EXERCISE INPUT.
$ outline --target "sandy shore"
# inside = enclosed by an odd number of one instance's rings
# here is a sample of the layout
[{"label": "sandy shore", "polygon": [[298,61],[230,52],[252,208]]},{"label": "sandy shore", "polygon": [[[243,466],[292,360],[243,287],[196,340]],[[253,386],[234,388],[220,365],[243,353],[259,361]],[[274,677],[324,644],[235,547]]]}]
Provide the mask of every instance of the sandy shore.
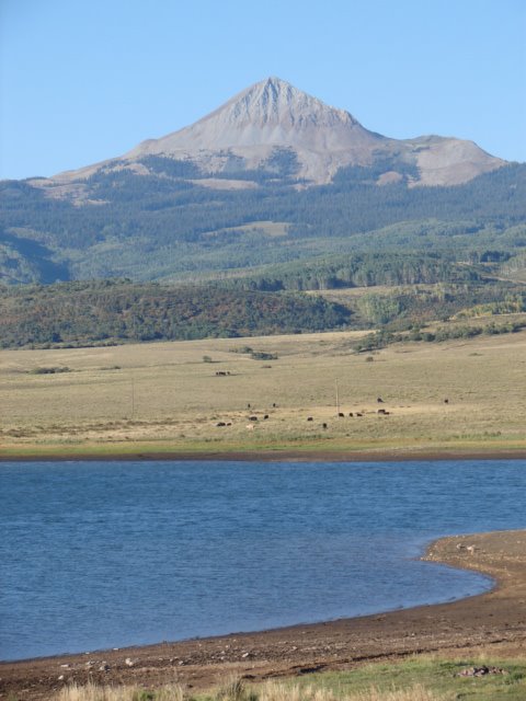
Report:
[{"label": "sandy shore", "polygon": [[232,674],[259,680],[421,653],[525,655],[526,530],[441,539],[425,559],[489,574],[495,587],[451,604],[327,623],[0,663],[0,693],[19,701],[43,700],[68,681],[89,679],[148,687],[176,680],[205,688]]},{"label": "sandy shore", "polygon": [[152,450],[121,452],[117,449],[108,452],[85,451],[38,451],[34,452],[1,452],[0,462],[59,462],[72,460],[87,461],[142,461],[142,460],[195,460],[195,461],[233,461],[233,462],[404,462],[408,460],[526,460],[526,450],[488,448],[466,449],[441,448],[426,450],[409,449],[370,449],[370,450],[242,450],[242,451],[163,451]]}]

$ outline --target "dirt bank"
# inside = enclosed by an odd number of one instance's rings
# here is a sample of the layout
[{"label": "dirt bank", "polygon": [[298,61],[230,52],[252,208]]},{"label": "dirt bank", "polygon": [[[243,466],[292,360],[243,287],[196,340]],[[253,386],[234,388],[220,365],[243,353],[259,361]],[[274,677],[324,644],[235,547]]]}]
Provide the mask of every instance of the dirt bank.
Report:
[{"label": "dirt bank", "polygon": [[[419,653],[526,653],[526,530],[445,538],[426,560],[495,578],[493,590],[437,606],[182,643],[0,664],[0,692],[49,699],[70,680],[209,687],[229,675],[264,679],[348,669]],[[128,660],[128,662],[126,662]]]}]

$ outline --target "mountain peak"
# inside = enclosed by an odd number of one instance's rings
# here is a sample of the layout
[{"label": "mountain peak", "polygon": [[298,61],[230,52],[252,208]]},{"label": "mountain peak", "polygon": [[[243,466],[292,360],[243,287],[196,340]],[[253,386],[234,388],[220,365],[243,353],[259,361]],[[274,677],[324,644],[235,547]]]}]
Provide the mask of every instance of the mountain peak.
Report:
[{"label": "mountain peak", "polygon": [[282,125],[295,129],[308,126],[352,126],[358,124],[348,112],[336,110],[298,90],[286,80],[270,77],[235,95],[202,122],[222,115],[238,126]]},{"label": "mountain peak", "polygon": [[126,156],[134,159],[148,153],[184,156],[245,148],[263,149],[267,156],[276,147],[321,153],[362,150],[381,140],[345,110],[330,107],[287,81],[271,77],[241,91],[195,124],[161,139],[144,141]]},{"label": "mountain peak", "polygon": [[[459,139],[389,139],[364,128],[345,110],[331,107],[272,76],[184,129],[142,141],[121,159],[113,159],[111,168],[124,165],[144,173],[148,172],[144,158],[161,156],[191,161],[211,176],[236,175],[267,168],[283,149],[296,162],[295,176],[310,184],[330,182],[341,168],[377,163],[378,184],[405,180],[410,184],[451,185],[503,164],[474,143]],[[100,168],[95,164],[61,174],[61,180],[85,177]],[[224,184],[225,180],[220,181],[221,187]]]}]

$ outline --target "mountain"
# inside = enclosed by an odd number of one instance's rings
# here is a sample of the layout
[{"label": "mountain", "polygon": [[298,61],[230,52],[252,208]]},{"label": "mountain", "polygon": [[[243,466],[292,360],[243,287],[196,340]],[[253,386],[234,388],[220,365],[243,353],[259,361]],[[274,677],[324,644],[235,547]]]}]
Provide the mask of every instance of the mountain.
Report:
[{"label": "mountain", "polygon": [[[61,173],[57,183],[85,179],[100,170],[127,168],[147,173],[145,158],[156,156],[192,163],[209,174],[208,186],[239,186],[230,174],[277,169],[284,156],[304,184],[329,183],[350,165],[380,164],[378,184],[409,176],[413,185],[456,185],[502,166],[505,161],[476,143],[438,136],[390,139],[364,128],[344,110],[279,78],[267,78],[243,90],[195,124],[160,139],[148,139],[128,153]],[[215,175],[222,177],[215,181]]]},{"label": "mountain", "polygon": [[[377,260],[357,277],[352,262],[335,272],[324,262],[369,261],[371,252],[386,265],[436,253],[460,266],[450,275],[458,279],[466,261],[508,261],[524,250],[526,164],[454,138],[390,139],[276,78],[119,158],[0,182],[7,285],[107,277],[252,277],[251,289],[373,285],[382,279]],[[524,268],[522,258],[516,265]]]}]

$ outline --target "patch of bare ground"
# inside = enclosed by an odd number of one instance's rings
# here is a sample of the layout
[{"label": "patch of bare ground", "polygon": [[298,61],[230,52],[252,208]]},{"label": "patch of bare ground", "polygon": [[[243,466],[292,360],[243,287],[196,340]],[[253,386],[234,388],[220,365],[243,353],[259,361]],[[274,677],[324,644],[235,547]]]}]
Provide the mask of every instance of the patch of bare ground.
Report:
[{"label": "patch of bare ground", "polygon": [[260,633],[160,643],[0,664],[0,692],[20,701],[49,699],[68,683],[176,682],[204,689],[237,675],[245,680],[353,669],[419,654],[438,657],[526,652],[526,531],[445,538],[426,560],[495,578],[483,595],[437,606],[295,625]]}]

TASK GOAL. Count the lines in the listing above that contain the string "bank". Reply with the number alone.

WRITTEN RESPONSE. 4